WORK REQUIRED — Write the material out again in full, exactly.

TASK DATA —
********
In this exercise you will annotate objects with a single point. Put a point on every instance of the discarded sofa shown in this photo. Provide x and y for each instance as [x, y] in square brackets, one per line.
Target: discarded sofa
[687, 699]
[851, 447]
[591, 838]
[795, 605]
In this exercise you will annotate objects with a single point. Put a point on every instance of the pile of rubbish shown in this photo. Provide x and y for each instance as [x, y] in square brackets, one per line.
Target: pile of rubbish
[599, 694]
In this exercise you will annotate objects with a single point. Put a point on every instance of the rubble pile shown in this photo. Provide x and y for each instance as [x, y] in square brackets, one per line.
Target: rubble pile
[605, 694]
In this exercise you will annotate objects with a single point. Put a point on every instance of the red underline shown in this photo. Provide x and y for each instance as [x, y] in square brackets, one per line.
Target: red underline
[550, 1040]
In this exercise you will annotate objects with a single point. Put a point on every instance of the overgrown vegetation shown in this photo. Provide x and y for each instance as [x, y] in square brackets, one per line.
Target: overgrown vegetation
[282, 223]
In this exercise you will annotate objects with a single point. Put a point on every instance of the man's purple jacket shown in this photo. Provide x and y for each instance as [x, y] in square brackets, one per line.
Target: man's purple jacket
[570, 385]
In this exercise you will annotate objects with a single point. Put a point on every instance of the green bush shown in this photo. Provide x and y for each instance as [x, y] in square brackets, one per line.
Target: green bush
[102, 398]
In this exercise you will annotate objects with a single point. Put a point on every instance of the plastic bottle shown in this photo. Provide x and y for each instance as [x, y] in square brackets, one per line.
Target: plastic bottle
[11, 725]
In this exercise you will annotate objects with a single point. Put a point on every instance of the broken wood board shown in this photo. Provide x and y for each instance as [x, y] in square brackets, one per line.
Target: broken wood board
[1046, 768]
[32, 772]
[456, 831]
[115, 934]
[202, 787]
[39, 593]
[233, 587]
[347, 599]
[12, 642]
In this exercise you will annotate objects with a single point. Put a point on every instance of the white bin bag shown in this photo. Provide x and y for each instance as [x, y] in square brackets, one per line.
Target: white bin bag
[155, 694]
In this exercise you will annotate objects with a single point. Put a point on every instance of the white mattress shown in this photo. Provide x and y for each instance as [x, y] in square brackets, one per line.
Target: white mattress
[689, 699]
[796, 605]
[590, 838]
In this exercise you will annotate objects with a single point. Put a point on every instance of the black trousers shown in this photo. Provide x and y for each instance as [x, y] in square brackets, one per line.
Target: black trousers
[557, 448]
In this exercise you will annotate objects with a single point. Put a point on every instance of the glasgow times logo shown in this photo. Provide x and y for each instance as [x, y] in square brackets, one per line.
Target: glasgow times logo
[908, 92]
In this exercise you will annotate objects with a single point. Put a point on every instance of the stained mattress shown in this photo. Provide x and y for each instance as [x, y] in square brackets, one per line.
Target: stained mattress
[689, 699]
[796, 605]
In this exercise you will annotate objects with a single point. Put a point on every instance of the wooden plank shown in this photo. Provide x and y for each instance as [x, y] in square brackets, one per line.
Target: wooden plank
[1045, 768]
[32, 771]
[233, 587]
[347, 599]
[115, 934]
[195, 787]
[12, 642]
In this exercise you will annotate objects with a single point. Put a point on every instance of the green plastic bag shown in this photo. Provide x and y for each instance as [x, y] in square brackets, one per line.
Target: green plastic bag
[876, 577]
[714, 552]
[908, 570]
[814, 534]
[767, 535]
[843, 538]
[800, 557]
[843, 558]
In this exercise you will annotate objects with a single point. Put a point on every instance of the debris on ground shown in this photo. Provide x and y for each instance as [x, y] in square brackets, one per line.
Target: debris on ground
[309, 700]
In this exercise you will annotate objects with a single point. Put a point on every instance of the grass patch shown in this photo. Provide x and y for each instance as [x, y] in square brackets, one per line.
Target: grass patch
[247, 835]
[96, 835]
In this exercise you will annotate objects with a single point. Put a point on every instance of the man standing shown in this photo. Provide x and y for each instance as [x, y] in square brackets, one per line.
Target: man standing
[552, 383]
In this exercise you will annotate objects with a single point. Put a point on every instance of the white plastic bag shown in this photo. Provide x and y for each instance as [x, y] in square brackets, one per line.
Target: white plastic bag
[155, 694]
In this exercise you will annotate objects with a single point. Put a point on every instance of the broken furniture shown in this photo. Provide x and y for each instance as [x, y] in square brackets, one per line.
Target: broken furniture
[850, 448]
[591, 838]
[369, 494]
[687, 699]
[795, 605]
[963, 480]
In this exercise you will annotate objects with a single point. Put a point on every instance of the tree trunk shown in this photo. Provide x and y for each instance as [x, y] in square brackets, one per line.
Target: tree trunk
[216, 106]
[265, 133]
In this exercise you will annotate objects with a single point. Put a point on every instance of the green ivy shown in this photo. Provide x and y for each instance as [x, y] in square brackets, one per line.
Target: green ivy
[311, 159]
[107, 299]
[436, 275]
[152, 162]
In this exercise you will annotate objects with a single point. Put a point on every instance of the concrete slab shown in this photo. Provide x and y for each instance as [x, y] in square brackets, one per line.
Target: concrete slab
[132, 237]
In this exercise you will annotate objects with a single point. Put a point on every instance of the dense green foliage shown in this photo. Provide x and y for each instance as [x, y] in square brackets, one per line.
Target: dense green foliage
********
TASK SOLUTION —
In this exercise you will annotate objects with a single point. Put a point on every instance of the discarded sofa shown in this photo. Provide x and y for each instance as [x, y] in square brackets, one per line.
Target: discarded sofa
[687, 699]
[851, 447]
[591, 838]
[795, 605]
In this exercise you will annotate objects with a single point. Put a point on every instance of the pile of rubbish shown in this photo. Provide x and y for each instance as [x, y] in square brackets, one per line.
Target: pile of rubbish
[599, 694]
In this exercise you will annotate objects with a single point. Put a point on every instance of the rubble pile shown in this photo. Provide x and y for each instance as [x, y] in square brackets, one per line.
Target: rubble pile
[605, 694]
In this exercise you will annotate objects with a single point. Put a point on every instance of the red underline shown in this photo. Provide x and y for each instance as [x, y] in square brackets, one per line.
Target: red underline
[550, 1040]
In this exercise you will annotate objects with a single point. Put a point on every instance of the overgrown vegetation shown in this photo. Provide x and y for each instance as [x, y] in square brackets, one per line.
Target: overgrown vegetation
[282, 223]
In this exercise you will annotate objects with a single point. Put a point on every instance of the man's purple jacket shown in this photo. Provide x and y for each instance as [x, y] in square brackets, one per line.
Target: man's purple jacket
[570, 385]
In this exercise you will annotate objects with a single point. Put a point on every instance of the green bush shown in this photo. Provide x and y for each instance as [x, y] in square brackets, one per line.
Target: green bush
[102, 398]
In this exercise you will annotate objects with a single point. Put a point on every instance of the plastic bottle shown in this photo. Provide x and y for each instance as [x, y] in square brackets, one per line.
Target: plastic bottle
[11, 725]
In this exercise you will annotate objects with a single point. Put a point on every instance of the broken wood board shown in this photo. Provide x and y for each instance as [x, y] in square brackets, one per line.
Target: broken wood board
[1046, 768]
[32, 772]
[456, 831]
[115, 934]
[202, 787]
[39, 593]
[233, 587]
[347, 599]
[12, 642]
In this exercise you will annotate objects with a single point. Put a point on every instance of the white bin bag shown in this photo. Provide x and y for each instance as [x, y] in square brackets, one per line.
Target: white bin bag
[155, 694]
In this exercise you will annotate objects with a single point. Put a point on every instance of the white mattress shown in this photo. Provide x and y for each instance as [x, y] in square brackets, one per line.
Target: white mattress
[689, 699]
[796, 605]
[590, 838]
In this exercise you will annotate objects with a single point. Put a point on every instance of the black trousers shown in this photo. Provide x and y for each instance as [x, y] in square brackets, one per line.
Target: black trousers
[557, 448]
In this exercise you will annotate objects with a single point. Put a point on every instance of the glasgow times logo shown in this photo. Provide x and y for each instance as [x, y] in square brackets, one per line.
Target: glasgow times logo
[908, 92]
In this exercise you will annotate objects with a single point. Put a point on every instance of the stained mattress shown in this photo. Provide x and y for each instance as [x, y] in square brackets, one per line.
Target: stained mattress
[689, 699]
[796, 605]
In this exercise you will annotate objects with a single point. Put a point on every instance of the wooden plank shown in this photo. Provide x and y for each instance as [x, y] in square brackets, one per line.
Target: wooden plank
[1045, 768]
[32, 771]
[233, 587]
[347, 599]
[115, 934]
[195, 787]
[12, 642]
In this exercise you will annotate objects with a single point. Put a point on every instance of the green plastic bag shown in this photo. Provide x and y for each instance as [x, y] in square brackets, one per line.
Target: green plastic bag
[876, 577]
[714, 552]
[908, 570]
[814, 534]
[767, 535]
[843, 538]
[800, 557]
[843, 558]
In this exercise you will annotate objects with a single point. Put a point on every instance of the debris on ground shown in this photo. Provide x and y for each instance as [x, y] in square brackets, one per line.
Target: debris on ground
[309, 700]
In this exercise you will annotate objects with a single point. Put a point on every instance of the grass patch shown in this photo. Provide x and y for each instance as [x, y] in square brackets, one per line.
Target: grass patch
[247, 835]
[96, 835]
In this exercise you will annotate objects with a single point. Put a point on every instance of the man standing shown in this photo. Provide x and y for each instance as [x, y] in square brackets, one per line.
Target: man standing
[552, 383]
In this exercise you will annotate objects with a single point. Put a point on every instance of the white plastic bag shown in this photo. Provide x and y for each instance as [x, y] in square brackets, one per line.
Target: white plastic bag
[155, 694]
In this exercise you will annotate objects with a single point. Put a point on every instance of the broken furniture shown in this photo. Provide x and y for each instance as [x, y] in square brackets, one per line.
Target: broken furniture
[850, 448]
[591, 838]
[369, 494]
[687, 699]
[795, 605]
[963, 480]
In this exercise you will annotate objects with a single point. Put a point on every instance of the tree trunk shown in this photo. Provide x and y for each instance as [x, y] in square brackets, one per line.
Target: tree trunk
[216, 106]
[265, 133]
In this exercise you will annotate objects with a single point. Put a point on every instance of the green ivy shown in this photo. Provide x and y for each instance as [x, y] in square brackets, one per line.
Target: green ivy
[311, 159]
[107, 299]
[436, 275]
[152, 162]
In this exercise you will annotate objects with a single point. Put a point on every instance of the concrete slab shown in this photo. Provide x and y for each instance as [x, y] in square brackets, one per line.
Target: concrete slab
[132, 237]
In this exercise you will annotate objects with a single point. Put a point on every instance of the dense green foliage shown in this photo. Provide x and y for each instance as [x, y] in square brackets, one per line.
Target: dense green foliage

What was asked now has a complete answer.